● **Exercise requirements**
(a) In the entries, switch "document" to "file" from the first line of the entries through the line containing "positive clicks: (747, 415) (733, 346)", leaving every other part of those lines as it is. Omit the pictures from your answer.
(b) Continue the plan provisions on deferred stock from the point where they end.

● **Text block**
_____
16. Change in Control Distributions. All Deferral Elections shall be cancelled upon the occurrence of a Change in Control, and all shares shall be delivered within 60 days after the date of such Change in Control. For purposes of the Plan, the term “Change in Control” shall have the meaning set forth in the Burlington Northern Santa Fe 1996 Stock Incentive Plan, as it may be amended from time to time, provided that a Change in Control shall only deemed to have occurred to the extent such transaction or event also constitutes a “change in the ownership or effective control” of the Company or a “change in ownership of a substantial portion of the assets” of the Company, in each case within the meaning of Treas. Reg. § 1.409A-3(a)(5).
17. Designation of Beneficiary. Each Participant from time to time, by signing a form furnished by the Committee, may designate any legal or natural person or persons (who may be designated contingently or successively) to whom his or her benefits under the Plan are to be paid if the Participant dies before receiving all of his or her benefits. A beneficiary designation form will be effective only when the signed form is filed with the Company while the Participant is alive and will cancel all beneficiary designation forms filed earlier. If a deceased Participant failed to designate a beneficiary as provided above, or if the designated beneficiary of a deceased Participant dies before the Participant or before complete payment of the Participant's benefits, the benefits shall be paid to the legal representative or representatives of the estate of the last to die of the Participant and designated beneficiary.
18. Statement of Deferred Accounts . As soon as practicable after the end of each Plan Year, the Company shall provide each Participant with a statement of the transactions in each of his or her Deferred Accounts during that year and his or her Deferred Account balances as of the end of the year.
19. Election Forms. Participant election forms made under the Plan shall be in such form as may be established by the Committee. The Committee may establish additional rules applicable to such elections as may be set forth in the election forms.
20. Restrictions on Share Units. Until distribution, Share Units may not be sold, assigned transferred, pledged or otherwise encumbered, and the Participant shall not be treated as a stockholder with respect to Share Units.
21. Rights to Shares. Neither the Participant nor any other person shall, by reason of the Plan, acquire any right in or title to any assets, funds or property of the Company whatsoever prior to the date shares of Stock are distributed. The Participant shall have only a contractual right to the shares and cash distributable under the Plan, unsecured by any assets of the Company or any subsidiary.
22. Plan Not Contract of Employment. The Plan does not constitute a contract of employment, and does not give the Participant the right to be retained in the employ of the Company.
_____
● **Supplied data**
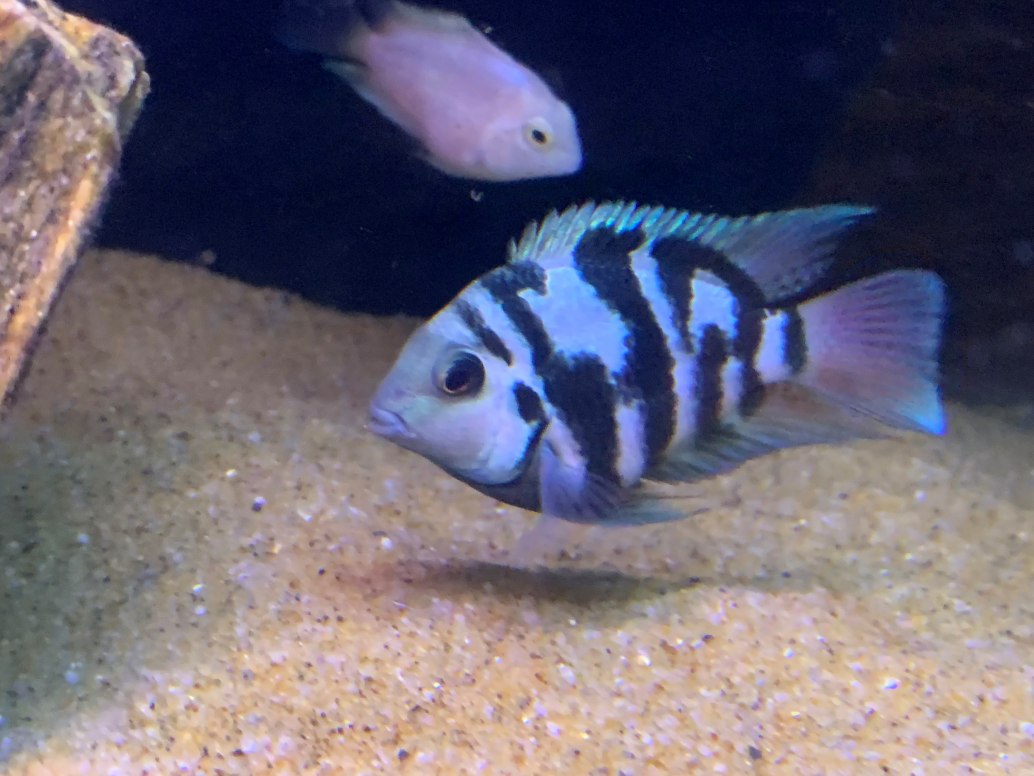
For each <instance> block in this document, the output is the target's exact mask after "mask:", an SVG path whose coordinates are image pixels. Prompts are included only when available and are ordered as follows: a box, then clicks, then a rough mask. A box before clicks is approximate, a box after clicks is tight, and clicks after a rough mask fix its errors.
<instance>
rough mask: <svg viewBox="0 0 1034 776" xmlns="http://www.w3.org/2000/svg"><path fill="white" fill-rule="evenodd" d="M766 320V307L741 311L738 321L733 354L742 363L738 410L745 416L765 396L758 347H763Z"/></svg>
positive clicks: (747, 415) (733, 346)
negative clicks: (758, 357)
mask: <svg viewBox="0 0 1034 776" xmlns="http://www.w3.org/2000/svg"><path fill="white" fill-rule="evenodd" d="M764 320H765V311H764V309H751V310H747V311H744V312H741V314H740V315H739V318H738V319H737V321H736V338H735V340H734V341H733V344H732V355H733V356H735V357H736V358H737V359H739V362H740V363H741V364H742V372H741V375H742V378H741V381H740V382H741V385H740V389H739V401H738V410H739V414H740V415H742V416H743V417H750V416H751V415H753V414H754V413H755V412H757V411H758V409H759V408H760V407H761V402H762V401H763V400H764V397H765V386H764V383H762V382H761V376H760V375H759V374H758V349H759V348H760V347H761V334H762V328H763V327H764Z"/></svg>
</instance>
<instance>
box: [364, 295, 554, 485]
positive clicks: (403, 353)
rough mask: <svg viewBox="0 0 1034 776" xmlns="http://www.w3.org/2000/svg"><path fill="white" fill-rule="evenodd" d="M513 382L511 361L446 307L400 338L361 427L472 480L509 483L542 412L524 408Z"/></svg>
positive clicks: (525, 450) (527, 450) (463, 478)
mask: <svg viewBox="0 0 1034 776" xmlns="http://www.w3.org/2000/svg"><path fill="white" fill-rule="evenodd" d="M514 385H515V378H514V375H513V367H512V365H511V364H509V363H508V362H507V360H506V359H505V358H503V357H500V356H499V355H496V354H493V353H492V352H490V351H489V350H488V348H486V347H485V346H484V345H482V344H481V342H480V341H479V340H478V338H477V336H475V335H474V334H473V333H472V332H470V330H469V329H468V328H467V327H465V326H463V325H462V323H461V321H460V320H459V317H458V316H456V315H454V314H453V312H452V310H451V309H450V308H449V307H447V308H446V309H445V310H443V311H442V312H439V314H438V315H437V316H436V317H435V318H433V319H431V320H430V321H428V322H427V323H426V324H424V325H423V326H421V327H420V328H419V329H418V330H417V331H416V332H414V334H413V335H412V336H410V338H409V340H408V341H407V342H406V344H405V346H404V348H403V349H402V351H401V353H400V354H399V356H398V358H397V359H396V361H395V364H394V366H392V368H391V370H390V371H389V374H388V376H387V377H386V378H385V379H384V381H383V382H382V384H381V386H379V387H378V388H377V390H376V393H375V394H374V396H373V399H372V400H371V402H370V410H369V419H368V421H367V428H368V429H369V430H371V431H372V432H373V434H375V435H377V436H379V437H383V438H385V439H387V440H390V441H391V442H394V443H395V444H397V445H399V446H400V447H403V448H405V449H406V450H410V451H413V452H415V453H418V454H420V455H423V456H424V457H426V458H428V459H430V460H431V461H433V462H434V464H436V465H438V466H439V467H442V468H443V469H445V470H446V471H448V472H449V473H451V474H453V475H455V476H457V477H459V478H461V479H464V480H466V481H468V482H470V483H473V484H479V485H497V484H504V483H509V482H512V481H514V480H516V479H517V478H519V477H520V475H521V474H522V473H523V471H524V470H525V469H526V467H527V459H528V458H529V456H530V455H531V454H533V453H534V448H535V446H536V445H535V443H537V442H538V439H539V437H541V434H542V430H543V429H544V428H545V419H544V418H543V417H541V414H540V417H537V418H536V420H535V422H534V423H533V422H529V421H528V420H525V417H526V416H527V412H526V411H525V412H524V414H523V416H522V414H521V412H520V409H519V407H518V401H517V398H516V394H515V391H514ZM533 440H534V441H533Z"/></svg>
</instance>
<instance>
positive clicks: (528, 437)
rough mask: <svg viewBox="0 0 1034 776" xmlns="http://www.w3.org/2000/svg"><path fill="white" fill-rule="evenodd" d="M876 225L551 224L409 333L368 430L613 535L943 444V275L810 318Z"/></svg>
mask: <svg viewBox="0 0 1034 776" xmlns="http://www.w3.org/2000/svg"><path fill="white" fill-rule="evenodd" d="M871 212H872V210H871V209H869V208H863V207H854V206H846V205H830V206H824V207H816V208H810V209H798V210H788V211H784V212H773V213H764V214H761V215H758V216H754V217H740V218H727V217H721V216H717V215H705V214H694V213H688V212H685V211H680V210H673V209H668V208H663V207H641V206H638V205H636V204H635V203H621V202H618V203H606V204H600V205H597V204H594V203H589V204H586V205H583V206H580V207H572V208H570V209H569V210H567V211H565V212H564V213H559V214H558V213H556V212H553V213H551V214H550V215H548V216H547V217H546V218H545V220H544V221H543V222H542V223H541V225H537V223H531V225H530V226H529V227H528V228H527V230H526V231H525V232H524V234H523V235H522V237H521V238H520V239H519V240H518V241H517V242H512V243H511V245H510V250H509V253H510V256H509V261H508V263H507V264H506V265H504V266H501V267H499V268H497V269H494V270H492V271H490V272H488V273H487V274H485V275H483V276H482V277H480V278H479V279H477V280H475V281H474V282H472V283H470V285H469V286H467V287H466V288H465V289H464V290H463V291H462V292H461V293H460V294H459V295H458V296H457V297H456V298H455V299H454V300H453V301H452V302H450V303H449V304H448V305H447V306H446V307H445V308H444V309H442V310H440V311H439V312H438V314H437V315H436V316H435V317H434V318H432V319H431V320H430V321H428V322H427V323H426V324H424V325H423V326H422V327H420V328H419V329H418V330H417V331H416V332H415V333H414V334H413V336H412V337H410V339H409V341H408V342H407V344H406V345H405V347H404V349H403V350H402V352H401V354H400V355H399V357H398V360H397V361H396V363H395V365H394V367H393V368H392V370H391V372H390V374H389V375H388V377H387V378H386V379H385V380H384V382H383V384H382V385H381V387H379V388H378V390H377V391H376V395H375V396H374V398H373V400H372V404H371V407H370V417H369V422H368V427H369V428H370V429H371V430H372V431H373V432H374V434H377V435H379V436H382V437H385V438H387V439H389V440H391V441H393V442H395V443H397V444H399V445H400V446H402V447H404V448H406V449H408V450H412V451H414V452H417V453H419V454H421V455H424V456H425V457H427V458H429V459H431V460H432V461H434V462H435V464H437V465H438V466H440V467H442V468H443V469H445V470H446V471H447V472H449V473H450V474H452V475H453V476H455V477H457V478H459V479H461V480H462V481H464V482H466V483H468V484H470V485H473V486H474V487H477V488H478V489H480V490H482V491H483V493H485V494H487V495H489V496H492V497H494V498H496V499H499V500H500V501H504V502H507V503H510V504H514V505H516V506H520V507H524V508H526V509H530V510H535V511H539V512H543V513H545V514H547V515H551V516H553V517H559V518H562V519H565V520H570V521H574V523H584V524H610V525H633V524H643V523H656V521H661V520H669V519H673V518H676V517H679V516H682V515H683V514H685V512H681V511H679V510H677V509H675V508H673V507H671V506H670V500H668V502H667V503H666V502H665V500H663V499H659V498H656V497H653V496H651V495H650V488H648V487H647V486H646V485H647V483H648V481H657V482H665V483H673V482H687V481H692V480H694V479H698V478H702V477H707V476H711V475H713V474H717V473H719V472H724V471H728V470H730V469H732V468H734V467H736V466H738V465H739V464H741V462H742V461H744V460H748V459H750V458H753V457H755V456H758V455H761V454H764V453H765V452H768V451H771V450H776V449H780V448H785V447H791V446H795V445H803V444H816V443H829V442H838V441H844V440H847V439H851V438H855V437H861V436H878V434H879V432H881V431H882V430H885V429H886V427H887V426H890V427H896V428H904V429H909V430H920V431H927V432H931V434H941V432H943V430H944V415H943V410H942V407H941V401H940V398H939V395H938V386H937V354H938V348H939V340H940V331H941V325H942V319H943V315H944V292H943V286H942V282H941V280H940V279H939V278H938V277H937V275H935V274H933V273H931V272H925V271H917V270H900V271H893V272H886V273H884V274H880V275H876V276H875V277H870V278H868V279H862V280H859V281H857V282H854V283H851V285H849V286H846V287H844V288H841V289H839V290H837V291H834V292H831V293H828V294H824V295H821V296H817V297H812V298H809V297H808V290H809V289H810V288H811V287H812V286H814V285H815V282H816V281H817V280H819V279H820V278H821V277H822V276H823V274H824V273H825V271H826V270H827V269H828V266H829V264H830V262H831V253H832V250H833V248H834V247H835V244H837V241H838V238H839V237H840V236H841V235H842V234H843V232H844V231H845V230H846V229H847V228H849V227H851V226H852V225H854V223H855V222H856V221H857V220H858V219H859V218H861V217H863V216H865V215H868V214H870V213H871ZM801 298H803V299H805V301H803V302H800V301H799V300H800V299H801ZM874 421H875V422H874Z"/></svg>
_____
● **Results of the tasks**
(a)
For each <instance> block in this file, the output is the target's exact mask after "mask:", an SVG path whose coordinates are image pixels. Prompts are included only when available and are ordered as follows: a box, then clicks, then a rough mask. A box before clicks is approximate, a box after clicks is tight, and clicks after a rough mask fix its errors.
<instance>
rough mask: <svg viewBox="0 0 1034 776" xmlns="http://www.w3.org/2000/svg"><path fill="white" fill-rule="evenodd" d="M766 320V307L741 311L738 321L733 354L742 363L738 410L745 416L765 396L758 347H763Z"/></svg>
positive clicks: (747, 415) (733, 346)

(b)
23. Successors and Assigns. The Plan shall be binding upon, and inure to the benefit of, the Company and its successors and assigns, and upon any person acquiring, whether by merger, consolidation, purchase of assets or otherwise, all or substantially all of the Company's assets and business.
24. Administration. The authority to manage and control the operation and administration of the Plan shall be vested in the BNSF Employee Benefits Committee (the “Committee”). The Committee is authorized to make appropriate modifications of the Stock award agreements (including Stock Option and Restricted Stock agreements) to reflect Deferral Elections under the Plan. Subject to the provisions of the Plan, the Committee will have the authority and discretion to interpret the Plan, to establish, amend, and rescind any rules and regulations relating to the Plan, to determine the terms and provisions of any agreements made pursuant to the Plan, and to make all other determinations that may be necessary or advisable for the administration of the Plan. Any interpretation of the Plan by the Committee and any decision made by it under the Plan is final and binding on all persons. Except to the extent prohibited by applicable law or the rules of any stock exchange, the Committee may allocate all or any portion of its responsibilities and powers to any one or more of its members and, except as otherwise provided by the Committee from time to time, the Committee delegates its responsibilities to the Human Resources Department. Any such allocation or delegation may be revoked by the Committee at any time.
25. Amendment. The Plan may be amended from time to time by the Chief Executive Officer of the Company, and additional rules may be established by the Chief Executive Officer of the Company, except that amendments of the rules relating to distributions of the Chief Executive Officer’s benefits may be amended by the Chief Executive Officer only with the approval of the Committee.
The Burlington Northern Santa Fe Corporation Senior Management Stock Deferral Plan is hereby adopted, effective January 1, 1997 by Burlington Northern Santa Fe Corporation.